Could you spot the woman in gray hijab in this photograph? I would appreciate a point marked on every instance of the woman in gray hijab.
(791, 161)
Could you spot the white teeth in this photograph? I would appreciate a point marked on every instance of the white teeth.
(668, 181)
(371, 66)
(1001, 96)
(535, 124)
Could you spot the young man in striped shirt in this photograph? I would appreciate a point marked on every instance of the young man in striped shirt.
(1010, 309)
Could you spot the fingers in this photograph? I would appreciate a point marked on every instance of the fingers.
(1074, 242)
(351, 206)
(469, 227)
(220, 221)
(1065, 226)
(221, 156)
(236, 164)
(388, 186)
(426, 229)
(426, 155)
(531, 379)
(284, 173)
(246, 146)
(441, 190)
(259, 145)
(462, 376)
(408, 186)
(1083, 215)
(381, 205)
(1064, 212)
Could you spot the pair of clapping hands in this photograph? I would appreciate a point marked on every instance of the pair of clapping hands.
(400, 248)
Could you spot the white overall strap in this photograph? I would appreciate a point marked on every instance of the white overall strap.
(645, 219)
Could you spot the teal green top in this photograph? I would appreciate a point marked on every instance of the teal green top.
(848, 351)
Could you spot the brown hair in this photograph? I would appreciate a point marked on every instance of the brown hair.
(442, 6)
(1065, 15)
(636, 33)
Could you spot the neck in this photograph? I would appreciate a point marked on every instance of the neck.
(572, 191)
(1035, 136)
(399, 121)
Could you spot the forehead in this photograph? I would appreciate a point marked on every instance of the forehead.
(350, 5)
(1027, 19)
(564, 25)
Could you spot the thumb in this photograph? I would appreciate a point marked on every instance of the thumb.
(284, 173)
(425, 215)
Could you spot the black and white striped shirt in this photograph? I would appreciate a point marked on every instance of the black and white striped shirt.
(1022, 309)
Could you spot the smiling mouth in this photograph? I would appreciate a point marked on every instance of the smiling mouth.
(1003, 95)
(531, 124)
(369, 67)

• YOUR TASK: Write out all the data exactly.

• WRITTEN REPLY:
Could you spot the woman in gray hijab in this photograph? I would appreciate a point marked on every instance of the woman in gray hijab.
(791, 161)
Could you spot the white teeth in this photograph? I would appreciate a point marked on every instance of the white teeth.
(668, 181)
(371, 66)
(1001, 96)
(535, 124)
Could you spot the young man in striped shirt in this photograph? I would appreciate a point marked on every instance of the young man in striped shirt.
(1010, 309)
Could you spot the fingers in this photograph? I would appreciate a point marked on every instance of the fingers.
(1074, 242)
(351, 206)
(469, 227)
(220, 221)
(1065, 226)
(221, 156)
(236, 164)
(388, 186)
(426, 229)
(426, 155)
(531, 379)
(284, 173)
(246, 146)
(441, 190)
(259, 145)
(462, 376)
(408, 186)
(1083, 215)
(381, 205)
(1064, 212)
Could you spot the pair of clapping hands in this photograph? I would appreciate a point marked on every instance of the pair of clapping hands.
(400, 248)
Could you spot the white overall strap in this photograph? I would appreciate a point marked on every instance of the white overall strap.
(645, 219)
Could you spot the teal green top in this photograph? I would appreciate a point marked on every instance of the teal green top.
(848, 351)
Could you spot the brown hair in this photograph? I would appreciate a point marked on every instance of the brown hair.
(442, 6)
(1065, 15)
(636, 33)
Could you spot the neck in this photograph? I would appreciate a point marked on every instance of the neck.
(572, 191)
(1035, 136)
(399, 121)
Could you spot the forehead in this photograph? I would appreciate a point marked on every instance of the forehead.
(350, 5)
(1027, 19)
(564, 25)
Could you spot the thumb in this photograph? I would appreciate a point marked on every instance of the thumb.
(284, 173)
(425, 215)
Could you spot the black and white striped shirt in this photograph? I would appreciate a point marked on every instance of the black and white striped shirt.
(1022, 309)
Could you spot the smiling mouth in this photograph? I would appreciate a point marked on every instance of the smiling mouth.
(1003, 95)
(531, 124)
(369, 67)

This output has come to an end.